WHAT THIS TASK INVOLVES
Reproduce the listing below word for word, keeping every line unchanged.

DATA ENTRIES
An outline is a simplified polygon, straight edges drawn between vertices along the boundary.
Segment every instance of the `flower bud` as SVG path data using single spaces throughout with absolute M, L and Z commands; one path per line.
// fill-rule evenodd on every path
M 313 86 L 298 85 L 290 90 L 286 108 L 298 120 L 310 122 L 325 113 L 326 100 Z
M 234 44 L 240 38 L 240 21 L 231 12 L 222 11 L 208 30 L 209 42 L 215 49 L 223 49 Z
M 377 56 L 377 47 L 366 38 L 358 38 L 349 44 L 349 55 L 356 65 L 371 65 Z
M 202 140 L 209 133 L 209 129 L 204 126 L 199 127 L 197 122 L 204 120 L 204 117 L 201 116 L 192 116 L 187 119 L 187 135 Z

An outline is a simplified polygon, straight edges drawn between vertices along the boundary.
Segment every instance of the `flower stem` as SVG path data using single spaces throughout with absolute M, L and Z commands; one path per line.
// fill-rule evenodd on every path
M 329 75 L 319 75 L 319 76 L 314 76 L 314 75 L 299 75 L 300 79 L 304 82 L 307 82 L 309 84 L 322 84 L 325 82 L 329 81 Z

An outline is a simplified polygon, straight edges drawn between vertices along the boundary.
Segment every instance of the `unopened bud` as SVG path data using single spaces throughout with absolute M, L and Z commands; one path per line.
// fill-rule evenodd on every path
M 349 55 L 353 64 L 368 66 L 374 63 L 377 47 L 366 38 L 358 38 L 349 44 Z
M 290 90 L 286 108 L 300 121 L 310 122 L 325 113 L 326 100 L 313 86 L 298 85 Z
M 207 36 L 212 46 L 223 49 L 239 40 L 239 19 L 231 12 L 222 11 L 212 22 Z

REPLY
An outline is a simplified polygon, straight edges drawn between vertices along the boundary.
Segment every instance of the `flower bud` as SVG path data using single spaces throughout with absolute M, L and Z commands; one path per line.
// fill-rule evenodd on every path
M 313 86 L 298 85 L 290 90 L 286 108 L 298 120 L 310 122 L 325 113 L 326 100 Z
M 234 44 L 240 38 L 240 21 L 231 12 L 222 11 L 208 30 L 209 42 L 215 49 L 223 49 Z
M 377 56 L 377 47 L 366 38 L 358 38 L 349 44 L 349 55 L 356 65 L 371 65 Z
M 202 140 L 209 133 L 209 129 L 204 126 L 199 127 L 197 122 L 204 120 L 204 117 L 201 116 L 192 116 L 187 119 L 187 135 Z

An outline is a simplified polygon, straight edges drawn between vertices along the boundary.
Segment every instance of the `flower stem` as SVG path data using single spaces throughout with absolute M, L and Z commands; one path per line.
// fill-rule evenodd on every path
M 329 75 L 319 75 L 319 76 L 314 76 L 314 75 L 299 75 L 300 79 L 304 82 L 307 82 L 309 84 L 322 84 L 325 82 L 329 81 Z

An outline is a simplified polygon, straight edges drawn between vertices along the boundary.
Segment every instance of the `unopened bud` as SVG path data using single spaces throughout with absolute M, L and Z commands; one path per line.
// fill-rule evenodd on every path
M 349 55 L 353 64 L 368 66 L 374 63 L 377 47 L 366 38 L 358 38 L 349 44 Z
M 290 90 L 286 108 L 300 121 L 310 122 L 325 113 L 326 100 L 313 86 L 298 85 Z
M 207 36 L 212 46 L 223 49 L 239 40 L 239 19 L 231 12 L 222 11 L 212 22 Z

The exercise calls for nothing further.